* [WORK REQUEST] In the entries below, find every line with the string "grey" and copy it.
BEGIN DATA SHOWN
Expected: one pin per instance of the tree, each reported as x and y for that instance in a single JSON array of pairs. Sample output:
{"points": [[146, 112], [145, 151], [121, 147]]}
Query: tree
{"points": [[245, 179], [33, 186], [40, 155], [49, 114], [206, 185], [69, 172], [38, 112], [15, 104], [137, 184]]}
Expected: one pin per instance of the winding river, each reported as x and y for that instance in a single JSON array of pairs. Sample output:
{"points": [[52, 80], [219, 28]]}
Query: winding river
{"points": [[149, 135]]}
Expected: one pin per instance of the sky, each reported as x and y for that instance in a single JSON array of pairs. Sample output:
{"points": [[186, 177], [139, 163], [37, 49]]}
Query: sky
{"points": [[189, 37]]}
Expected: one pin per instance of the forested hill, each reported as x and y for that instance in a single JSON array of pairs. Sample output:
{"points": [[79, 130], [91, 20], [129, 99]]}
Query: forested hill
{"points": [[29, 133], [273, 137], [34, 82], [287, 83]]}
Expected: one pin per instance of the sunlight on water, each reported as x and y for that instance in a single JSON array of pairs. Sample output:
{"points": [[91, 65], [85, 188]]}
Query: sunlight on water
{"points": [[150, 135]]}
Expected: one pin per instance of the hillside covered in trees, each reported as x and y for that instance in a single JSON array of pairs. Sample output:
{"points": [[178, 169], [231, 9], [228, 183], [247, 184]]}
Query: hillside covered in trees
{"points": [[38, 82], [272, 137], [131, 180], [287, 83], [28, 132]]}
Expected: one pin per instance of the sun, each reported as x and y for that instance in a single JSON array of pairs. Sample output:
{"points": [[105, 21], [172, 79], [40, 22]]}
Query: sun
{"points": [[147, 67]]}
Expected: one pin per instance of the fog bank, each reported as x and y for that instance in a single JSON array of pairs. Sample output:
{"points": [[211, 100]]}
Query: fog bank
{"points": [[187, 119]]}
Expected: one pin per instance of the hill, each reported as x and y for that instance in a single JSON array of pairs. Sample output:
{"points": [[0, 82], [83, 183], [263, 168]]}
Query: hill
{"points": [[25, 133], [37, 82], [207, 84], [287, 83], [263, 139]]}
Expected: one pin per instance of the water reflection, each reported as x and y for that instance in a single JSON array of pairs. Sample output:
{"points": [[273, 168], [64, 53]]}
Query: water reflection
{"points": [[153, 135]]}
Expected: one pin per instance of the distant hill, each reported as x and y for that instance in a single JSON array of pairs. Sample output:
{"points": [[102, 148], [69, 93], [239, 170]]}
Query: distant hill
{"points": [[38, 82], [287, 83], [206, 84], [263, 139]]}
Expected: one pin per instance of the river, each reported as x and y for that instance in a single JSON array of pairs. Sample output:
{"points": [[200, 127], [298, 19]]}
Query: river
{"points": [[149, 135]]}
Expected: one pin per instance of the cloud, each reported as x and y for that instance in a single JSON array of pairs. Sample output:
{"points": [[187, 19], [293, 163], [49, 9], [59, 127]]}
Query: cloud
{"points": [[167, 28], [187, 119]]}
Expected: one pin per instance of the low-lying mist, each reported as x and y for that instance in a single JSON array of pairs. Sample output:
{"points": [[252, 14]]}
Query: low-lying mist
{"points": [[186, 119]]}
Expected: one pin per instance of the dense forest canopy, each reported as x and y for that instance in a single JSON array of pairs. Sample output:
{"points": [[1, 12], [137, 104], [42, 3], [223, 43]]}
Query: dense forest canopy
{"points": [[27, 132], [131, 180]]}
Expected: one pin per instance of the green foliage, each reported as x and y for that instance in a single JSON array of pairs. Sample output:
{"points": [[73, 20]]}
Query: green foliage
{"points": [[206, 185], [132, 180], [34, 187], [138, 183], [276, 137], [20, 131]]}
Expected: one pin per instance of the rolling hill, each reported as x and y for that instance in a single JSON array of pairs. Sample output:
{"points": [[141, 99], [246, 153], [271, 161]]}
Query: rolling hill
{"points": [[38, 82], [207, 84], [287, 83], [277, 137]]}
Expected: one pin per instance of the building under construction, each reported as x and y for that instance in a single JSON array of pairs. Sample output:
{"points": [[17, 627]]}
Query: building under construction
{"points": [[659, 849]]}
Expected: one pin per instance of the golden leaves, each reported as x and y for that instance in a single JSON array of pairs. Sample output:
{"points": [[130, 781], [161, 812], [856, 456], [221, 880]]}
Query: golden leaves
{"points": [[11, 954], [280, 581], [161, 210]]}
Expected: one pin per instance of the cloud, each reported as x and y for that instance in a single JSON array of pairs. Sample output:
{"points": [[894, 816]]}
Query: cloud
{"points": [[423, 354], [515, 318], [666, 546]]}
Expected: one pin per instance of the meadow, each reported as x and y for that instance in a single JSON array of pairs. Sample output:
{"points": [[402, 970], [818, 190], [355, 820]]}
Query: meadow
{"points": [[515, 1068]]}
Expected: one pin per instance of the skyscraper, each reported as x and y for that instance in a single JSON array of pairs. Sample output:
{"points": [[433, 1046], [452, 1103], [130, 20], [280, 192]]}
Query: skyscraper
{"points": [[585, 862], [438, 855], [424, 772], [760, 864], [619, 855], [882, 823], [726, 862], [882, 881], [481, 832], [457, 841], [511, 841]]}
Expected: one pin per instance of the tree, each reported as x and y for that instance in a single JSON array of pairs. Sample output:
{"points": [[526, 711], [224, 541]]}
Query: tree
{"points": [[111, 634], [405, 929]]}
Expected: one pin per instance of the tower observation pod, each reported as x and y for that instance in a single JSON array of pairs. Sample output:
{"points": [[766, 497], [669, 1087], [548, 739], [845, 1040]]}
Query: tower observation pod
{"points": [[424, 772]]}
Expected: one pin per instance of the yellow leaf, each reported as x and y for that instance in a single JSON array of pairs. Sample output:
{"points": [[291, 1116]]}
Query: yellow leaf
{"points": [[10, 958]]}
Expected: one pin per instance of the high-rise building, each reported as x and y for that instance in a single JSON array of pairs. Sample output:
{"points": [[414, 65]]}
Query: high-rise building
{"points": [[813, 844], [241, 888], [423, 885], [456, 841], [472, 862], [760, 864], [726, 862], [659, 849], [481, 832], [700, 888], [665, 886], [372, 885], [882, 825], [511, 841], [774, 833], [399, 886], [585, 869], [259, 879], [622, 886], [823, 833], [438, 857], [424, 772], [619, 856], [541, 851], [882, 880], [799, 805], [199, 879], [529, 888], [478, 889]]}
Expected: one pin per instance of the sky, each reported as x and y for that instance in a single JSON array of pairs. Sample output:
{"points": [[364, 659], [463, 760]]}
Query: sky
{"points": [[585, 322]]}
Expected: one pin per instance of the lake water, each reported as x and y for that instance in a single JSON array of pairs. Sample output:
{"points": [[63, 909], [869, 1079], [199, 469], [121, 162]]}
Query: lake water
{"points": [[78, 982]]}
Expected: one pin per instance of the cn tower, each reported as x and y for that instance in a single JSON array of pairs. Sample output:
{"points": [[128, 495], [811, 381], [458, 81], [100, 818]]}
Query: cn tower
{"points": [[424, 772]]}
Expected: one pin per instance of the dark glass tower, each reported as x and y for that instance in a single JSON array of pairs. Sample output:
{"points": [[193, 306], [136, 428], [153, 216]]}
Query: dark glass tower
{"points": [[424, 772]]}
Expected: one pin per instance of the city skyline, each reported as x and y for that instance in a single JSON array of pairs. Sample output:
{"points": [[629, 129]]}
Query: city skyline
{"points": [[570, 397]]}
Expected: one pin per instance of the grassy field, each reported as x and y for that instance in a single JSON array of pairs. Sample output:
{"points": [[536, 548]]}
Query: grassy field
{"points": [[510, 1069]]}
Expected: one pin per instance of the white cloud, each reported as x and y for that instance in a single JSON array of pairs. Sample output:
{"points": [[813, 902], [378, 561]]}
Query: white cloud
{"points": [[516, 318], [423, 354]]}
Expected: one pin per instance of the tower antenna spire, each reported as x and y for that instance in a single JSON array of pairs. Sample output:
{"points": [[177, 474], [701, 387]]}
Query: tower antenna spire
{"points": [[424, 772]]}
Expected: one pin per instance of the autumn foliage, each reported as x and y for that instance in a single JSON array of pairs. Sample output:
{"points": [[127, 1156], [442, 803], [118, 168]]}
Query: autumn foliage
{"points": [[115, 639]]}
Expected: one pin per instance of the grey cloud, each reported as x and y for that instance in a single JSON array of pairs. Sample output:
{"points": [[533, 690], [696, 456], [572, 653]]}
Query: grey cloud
END DATA SHOWN
* [SOLUTION]
Expected: one pin per instance of the grey cloud, each reported as x and y for that instance in a single JSON array of pairs. Sample output:
Query: grey cloud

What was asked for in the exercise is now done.